→ **Study text**
4/10 2:00 a.m.
This early morning 11 years ago, Vicki and I were sitting vigil at our father’s hospice bedside. Our other brothers and sisters were making their own desperate journeys to be at Saul’s bedside. I don’t remember who spelled me in the morning. Maybe it was Mom, because I know she didn’t leave his side from that point forward.
I went back to the house, showered and fell into an uneasy sleep. I got up, fed the grandkid hoard and drove back to the hospice. The sky was gorgeous, streaked with fingers of light. I remember it made me think of Homer. I must have passed his soul in transit because by the time I got off the elevator my sister met me. We hugged desperately. He’d passed while I was in transit. It was Good Friday too. I have no energy to write. Words which usually come in torrents betray me like I’ve got Trump syndrome.

Dad would’ve been 93 in March. Saul M. Weiss 3/9/1927-4/10/2009
4/11
My father passed last night 11 years ago and he is much in my thoughts as is the vigil my sister and I sat with him the previous night. The spirit of creativity that I rely on has flickered, fallen mute, but my camera is a little black box the size of a human heart.

→ **Record extracts**

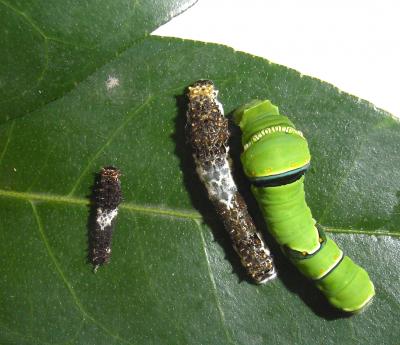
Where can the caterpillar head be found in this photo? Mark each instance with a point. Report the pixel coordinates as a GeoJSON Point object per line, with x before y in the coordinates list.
{"type": "Point", "coordinates": [273, 148]}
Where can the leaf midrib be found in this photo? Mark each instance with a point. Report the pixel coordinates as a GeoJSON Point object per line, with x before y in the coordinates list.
{"type": "Point", "coordinates": [163, 211]}
{"type": "Point", "coordinates": [54, 198]}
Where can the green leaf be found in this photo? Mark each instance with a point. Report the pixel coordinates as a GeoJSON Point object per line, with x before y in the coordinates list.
{"type": "Point", "coordinates": [174, 278]}
{"type": "Point", "coordinates": [49, 48]}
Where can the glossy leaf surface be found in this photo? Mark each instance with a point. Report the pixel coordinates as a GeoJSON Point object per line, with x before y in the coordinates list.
{"type": "Point", "coordinates": [173, 278]}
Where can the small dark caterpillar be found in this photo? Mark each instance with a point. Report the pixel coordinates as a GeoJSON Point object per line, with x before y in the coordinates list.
{"type": "Point", "coordinates": [107, 197]}
{"type": "Point", "coordinates": [275, 157]}
{"type": "Point", "coordinates": [207, 131]}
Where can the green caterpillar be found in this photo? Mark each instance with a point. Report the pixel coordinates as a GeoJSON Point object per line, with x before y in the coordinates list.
{"type": "Point", "coordinates": [275, 157]}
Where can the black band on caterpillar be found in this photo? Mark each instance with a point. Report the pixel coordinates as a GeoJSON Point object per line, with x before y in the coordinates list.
{"type": "Point", "coordinates": [207, 131]}
{"type": "Point", "coordinates": [107, 197]}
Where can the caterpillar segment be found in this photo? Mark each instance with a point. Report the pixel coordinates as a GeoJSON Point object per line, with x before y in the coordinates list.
{"type": "Point", "coordinates": [275, 159]}
{"type": "Point", "coordinates": [208, 133]}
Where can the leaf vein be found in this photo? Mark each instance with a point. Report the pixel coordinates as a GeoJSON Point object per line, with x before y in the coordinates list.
{"type": "Point", "coordinates": [107, 143]}
{"type": "Point", "coordinates": [10, 131]}
{"type": "Point", "coordinates": [214, 286]}
{"type": "Point", "coordinates": [160, 211]}
{"type": "Point", "coordinates": [63, 277]}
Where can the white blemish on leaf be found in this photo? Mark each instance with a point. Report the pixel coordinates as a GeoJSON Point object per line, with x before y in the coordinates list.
{"type": "Point", "coordinates": [111, 82]}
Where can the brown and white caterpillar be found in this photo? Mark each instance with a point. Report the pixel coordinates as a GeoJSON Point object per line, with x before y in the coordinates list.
{"type": "Point", "coordinates": [107, 197]}
{"type": "Point", "coordinates": [207, 131]}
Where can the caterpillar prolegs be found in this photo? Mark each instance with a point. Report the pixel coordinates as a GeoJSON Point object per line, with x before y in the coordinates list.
{"type": "Point", "coordinates": [207, 131]}
{"type": "Point", "coordinates": [275, 158]}
{"type": "Point", "coordinates": [107, 197]}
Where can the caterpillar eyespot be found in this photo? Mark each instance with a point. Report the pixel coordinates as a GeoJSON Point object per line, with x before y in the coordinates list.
{"type": "Point", "coordinates": [275, 163]}
{"type": "Point", "coordinates": [107, 197]}
{"type": "Point", "coordinates": [207, 131]}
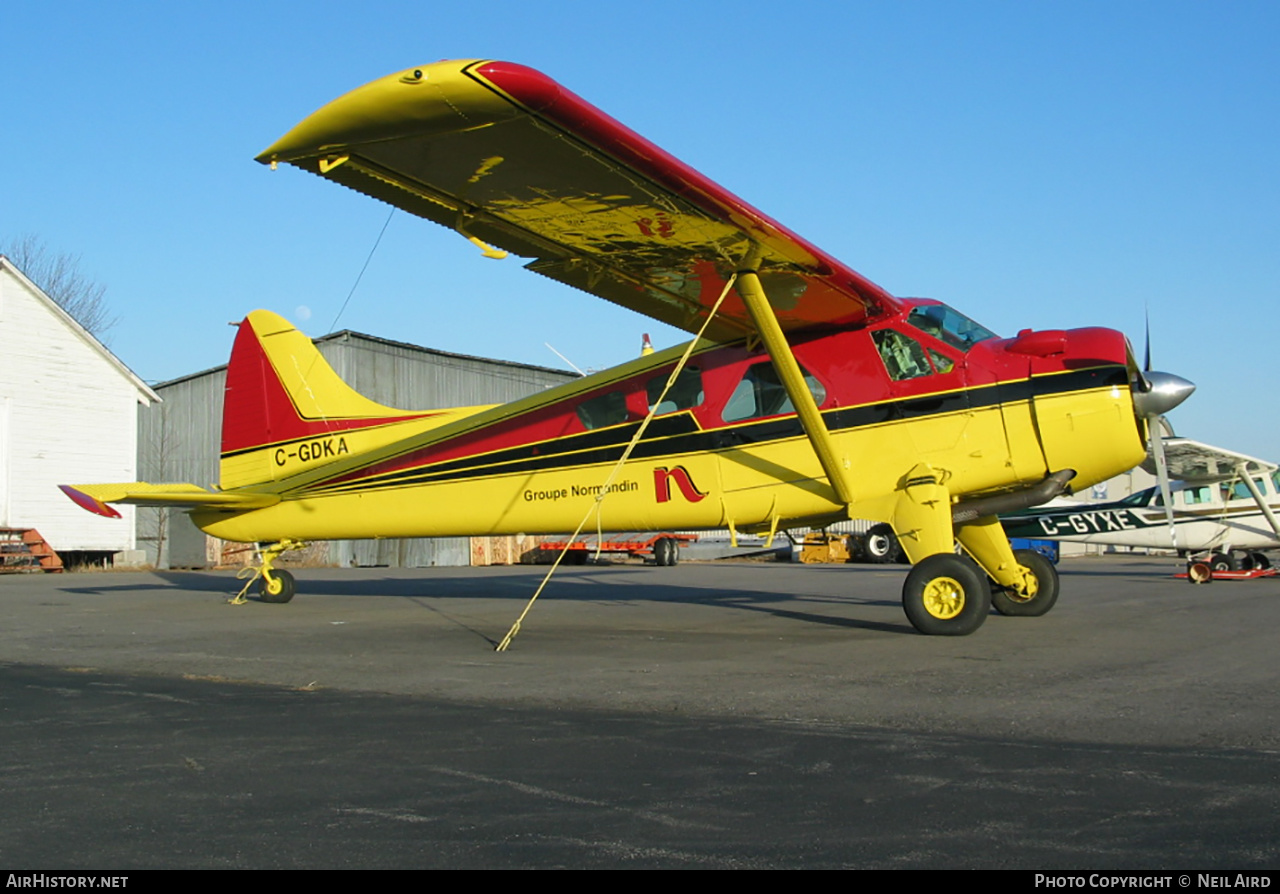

→ **Study questions**
1. According to the journal entries about the father's death, on what holiday did he pass away?
2. Echo the stretch of the journal entries about the father's death from "4/10 2:00 a.m." through "got Trump syndrome.".
3. Carry on the journal entries about the father's death from the point where they stop.

→ **Outputs by task**
1. He passed away on Good Friday.

2.
4/10 2:00 a.m.
This early morning 11 years ago, Vicki and I were sitting vigil at our father’s hospice bedside. Our other brothers and sisters were making their own desperate journeys to be at Saul’s bedside. I don’t remember who spelled me in the morning. Maybe it was Mom, because I know she didn’t leave his side from that point forward.
I went back to the house, showered and fell into an uneasy sleep. I got up, fed the grandkid hoard and drove back to the hospice. The sky was gorgeous, streaked with fingers of light. I remember it made me think of Homer. I must have passed his soul in transit because by the time I got off the elevator my sister met me. We hugged desperately. He’d passed while I was in transit. It was Good Friday too. I have no energy to write. Words which usually come in torrents betray me like I’ve got Trump syndrome.

3.
In it, I’ve placed the spirit of my father, the technical/scientific photographer who even beyond death, has guided me to a closer examination of the wonders around me. He saw the micro and the macro. He would have never called himself “an artist” but he would readily accept the appellation “Teacher” or “Mentor” as he was both. He not only raised me, his son, in his craft, but he supported a city full of medical school instructors who in turn used his slide library to teach generations of young doctors.

I know I’m not the only one whose restricted path has taught him or her to look closer at the intricate details that surround us. One friend in Argentina, prevented from returning to her husband in D.C. has discovered a universe on her family’s roof deck. I get it and when she posts, I step outside myself and see a tiny, intricate world through her eyes. I need to step outside myself. I’ve had so many dark, isolated thoughts lately. I used to see beauty everywhere. And it’s still there. I’m just not seeing it.